EXERCISE TASKS:
**A)** In the message about pulling with Git, list each distinct Git command that appears inside double quotation marks, once apiece.
**B)** Reproduce, word for word, the stretch of the message about pulling with Git from "Is my interpretation" through "forget about that.".

PROVIDED PASSAGE:
* START *

That's the missing link, thanks.

So this means that:

  . Using "pull --rebase=preserve" always rewrites the merge to come
    from some unnamed branch, which is different from the branch that
    originated the merged commits.

  . This is true for merges from local branches as well.  Therefore,
    using this option is not advisable for local branches, because
    doing that would mean trouble when I next merge from master into
    my local branch -- I will get the same commits back again.

  . IOW, rebase=preserve is not useful in a merge-based workflow.

Is my interpretation correct?

If it is, then here's my conundrum.  When I make changes in master, I
don't want them to look as if they were made on some branch when I
push them.  Why? for starters, because "log --first-parent" won't show
them.  So I use "pull --rebase" to avoid that.  This works well as
long as I didn't make any local merge-commits, be it from my local
branches or from public branches such as emacs-24.  I thought that
using rebase=preserve would cover the latter use cases as well, but
now I understand I was mistaken: I can use "pull --rebase" only if
there were no merge-commits since the last refs update; otherwise I
need to use "pull".  So I cannot configure Git to always use some
option when pulling, and forget about that.

* END *

INFORMATION PROVIDED:
* START *

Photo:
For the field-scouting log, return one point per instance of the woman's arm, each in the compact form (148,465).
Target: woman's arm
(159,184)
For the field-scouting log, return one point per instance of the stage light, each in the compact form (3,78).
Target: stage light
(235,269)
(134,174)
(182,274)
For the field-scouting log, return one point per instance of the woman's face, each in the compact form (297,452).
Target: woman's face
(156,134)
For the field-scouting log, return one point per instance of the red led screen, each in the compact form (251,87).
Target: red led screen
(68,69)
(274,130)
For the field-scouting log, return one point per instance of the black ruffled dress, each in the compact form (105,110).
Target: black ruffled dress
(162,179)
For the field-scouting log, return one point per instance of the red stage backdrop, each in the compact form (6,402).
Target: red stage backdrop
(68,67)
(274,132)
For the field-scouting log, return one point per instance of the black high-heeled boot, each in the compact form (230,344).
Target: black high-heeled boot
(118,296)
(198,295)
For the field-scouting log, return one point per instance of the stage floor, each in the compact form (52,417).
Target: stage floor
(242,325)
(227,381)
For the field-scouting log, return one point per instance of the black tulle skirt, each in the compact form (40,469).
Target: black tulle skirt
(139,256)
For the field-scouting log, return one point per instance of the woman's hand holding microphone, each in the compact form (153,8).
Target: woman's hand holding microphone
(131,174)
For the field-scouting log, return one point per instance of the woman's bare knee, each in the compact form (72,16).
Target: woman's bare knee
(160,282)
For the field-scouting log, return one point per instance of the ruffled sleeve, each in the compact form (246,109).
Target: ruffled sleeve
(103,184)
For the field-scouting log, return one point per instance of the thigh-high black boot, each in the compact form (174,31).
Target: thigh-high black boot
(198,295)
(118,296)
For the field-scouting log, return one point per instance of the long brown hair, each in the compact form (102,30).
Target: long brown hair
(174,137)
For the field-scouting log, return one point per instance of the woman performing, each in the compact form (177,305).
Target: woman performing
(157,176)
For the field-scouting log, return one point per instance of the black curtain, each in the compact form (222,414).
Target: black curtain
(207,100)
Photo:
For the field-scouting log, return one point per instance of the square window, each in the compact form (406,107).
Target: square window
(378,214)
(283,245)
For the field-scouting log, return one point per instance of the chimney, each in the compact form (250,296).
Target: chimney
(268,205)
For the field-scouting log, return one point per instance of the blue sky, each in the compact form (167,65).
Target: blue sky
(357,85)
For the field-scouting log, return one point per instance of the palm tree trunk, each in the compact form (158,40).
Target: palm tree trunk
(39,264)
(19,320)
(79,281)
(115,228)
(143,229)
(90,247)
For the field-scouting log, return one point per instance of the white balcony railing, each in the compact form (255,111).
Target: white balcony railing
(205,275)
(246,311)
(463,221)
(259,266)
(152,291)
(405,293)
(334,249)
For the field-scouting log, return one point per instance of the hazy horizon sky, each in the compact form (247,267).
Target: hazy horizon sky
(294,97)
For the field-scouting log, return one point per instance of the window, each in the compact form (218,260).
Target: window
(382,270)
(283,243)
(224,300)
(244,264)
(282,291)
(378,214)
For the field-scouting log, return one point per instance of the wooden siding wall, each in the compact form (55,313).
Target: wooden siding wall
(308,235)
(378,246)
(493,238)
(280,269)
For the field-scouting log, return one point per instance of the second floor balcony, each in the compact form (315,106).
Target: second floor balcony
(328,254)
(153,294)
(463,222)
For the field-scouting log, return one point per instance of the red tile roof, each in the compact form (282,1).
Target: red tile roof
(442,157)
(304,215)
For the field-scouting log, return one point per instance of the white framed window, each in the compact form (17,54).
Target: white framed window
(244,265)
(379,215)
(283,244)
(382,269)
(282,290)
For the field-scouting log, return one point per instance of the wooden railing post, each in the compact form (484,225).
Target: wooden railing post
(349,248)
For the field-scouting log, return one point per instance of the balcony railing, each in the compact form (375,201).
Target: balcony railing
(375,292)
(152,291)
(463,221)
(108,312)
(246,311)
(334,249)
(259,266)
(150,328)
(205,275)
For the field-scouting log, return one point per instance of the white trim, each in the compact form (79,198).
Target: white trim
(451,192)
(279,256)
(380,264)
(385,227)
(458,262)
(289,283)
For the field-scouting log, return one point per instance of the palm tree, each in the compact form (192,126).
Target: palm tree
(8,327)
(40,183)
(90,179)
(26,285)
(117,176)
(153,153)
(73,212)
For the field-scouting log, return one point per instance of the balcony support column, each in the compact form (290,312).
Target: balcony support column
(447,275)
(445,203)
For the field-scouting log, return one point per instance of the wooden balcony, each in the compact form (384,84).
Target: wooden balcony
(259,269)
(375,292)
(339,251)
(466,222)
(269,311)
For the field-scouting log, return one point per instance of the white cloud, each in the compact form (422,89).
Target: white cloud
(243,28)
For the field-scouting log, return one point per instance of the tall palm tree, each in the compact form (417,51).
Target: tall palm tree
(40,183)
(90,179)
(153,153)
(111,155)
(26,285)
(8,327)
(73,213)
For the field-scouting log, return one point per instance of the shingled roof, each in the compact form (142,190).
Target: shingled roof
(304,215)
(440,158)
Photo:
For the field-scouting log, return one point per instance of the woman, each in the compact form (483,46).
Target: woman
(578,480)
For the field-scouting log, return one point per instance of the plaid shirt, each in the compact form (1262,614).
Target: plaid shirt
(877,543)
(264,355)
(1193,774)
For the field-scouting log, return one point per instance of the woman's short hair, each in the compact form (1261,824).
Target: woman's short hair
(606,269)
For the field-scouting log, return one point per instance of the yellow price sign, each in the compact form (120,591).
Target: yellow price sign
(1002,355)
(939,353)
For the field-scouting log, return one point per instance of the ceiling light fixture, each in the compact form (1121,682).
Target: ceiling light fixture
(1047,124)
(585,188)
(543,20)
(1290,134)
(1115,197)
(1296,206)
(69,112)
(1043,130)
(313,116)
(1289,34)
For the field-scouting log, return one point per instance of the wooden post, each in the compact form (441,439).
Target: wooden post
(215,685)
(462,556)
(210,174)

* END *

SOLUTIONS BY TASK:
**A)**
- pull --rebase=preserve
- log --first-parent
- pull --rebase
- pull

**B)**
Is my interpretation correct?

If it is, then here's my conundrum.  When I make changes in master, I
don't want them to look as if they were made on some branch when I
push them.  Why? for starters, because "log --first-parent" won't show
them.  So I use "pull --rebase" to avoid that.  This works well as
long as I didn't make any local merge-commits, be it from my local
branches or from public branches such as emacs-24.  I thought that
using rebase=preserve would cover the latter use cases as well, but
now I understand I was mistaken: I can use "pull --rebase" only if
there were no merge-commits since the last refs update; otherwise I
need to use "pull".  So I cannot configure Git to always use some
option when pulling, and forget about that.